[Entries from a dataset]
┄┄┄┄┄┄┄┄┄┄┄┄┄┄┄┄┄┄┄┄

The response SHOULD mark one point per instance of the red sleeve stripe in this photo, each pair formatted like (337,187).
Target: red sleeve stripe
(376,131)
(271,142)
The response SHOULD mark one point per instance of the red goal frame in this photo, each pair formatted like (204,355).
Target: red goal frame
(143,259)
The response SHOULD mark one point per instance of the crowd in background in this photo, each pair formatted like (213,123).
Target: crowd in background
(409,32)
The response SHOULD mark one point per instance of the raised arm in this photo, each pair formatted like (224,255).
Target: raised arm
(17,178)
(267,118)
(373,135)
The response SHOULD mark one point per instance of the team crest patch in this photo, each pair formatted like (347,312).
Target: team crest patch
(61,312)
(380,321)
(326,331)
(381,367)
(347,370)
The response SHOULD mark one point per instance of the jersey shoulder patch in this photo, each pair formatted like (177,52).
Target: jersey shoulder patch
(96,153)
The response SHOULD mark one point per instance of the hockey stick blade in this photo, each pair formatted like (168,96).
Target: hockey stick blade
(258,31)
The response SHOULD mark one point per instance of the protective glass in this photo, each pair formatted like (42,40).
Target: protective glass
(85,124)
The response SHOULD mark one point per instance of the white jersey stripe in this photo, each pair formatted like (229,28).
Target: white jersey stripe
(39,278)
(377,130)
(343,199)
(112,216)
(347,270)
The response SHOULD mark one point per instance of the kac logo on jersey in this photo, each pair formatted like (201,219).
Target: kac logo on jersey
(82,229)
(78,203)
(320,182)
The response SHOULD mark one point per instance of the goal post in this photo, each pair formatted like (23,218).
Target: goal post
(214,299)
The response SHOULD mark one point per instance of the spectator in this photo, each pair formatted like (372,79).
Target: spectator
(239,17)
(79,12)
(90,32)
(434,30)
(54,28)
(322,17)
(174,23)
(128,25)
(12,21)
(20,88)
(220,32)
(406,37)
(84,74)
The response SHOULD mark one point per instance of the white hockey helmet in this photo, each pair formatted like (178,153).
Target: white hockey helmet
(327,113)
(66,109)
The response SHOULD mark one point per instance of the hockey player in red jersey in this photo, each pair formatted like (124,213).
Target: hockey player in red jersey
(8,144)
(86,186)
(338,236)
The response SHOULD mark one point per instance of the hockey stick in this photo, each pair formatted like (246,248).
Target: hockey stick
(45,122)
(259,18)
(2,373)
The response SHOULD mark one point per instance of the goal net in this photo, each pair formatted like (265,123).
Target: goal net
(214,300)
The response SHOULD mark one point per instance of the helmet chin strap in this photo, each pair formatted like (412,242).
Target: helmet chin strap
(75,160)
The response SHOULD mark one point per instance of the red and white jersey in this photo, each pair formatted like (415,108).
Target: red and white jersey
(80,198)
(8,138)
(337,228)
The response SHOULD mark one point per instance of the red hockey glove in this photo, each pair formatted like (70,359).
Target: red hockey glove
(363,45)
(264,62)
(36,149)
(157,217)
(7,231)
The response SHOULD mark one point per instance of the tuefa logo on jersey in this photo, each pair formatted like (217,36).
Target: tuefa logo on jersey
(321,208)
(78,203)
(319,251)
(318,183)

┄┄┄┄┄┄┄┄┄┄┄┄┄┄┄┄┄┄┄┄

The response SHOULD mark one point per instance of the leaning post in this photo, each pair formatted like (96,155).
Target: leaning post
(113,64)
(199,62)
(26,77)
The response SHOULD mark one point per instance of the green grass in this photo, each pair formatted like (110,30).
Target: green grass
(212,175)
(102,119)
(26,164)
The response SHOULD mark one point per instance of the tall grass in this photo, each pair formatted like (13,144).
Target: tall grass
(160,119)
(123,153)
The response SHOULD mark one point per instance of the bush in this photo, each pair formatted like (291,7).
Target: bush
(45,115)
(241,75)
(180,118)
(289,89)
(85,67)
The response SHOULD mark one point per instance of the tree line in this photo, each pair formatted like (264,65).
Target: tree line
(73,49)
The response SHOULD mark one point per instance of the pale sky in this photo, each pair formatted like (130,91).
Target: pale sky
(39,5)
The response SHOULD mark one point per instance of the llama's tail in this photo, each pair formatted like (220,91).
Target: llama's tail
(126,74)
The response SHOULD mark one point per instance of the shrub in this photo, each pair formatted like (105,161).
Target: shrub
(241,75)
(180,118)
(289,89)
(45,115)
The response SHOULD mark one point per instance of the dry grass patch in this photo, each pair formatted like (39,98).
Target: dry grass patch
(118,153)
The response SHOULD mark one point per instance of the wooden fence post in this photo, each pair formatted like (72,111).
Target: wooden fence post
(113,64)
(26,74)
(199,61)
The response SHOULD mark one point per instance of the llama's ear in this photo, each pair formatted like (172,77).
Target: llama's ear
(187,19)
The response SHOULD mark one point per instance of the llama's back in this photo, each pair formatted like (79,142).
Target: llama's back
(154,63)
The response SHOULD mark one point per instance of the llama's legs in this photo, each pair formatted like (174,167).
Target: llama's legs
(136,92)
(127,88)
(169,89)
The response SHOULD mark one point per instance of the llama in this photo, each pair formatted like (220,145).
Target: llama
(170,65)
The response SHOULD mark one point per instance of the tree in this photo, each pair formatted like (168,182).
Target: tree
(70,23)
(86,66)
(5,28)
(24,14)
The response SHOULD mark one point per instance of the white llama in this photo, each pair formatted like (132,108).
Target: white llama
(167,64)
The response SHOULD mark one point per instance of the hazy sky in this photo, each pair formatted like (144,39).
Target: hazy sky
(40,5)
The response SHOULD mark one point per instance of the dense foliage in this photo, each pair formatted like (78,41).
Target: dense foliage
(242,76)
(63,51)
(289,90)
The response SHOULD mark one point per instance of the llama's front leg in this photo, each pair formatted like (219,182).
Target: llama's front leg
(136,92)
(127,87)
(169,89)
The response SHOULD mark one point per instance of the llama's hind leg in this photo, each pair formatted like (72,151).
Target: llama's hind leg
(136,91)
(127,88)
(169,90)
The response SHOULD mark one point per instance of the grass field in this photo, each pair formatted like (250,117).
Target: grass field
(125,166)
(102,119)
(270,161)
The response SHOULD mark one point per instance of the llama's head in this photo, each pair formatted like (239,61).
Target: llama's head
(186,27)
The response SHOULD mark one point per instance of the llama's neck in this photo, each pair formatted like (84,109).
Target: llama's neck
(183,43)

┄┄┄┄┄┄┄┄┄┄┄┄┄┄┄┄┄┄┄┄

WHAT YOU WILL DO ->
Pick out every line of the data that contains the word "hazy", and copy each one in full. Case counts.

TASK RESPONSE ->
The response SHOULD mark one point per instance of the hazy sky in this photo, each pair formatted like (144,39).
Target: hazy sky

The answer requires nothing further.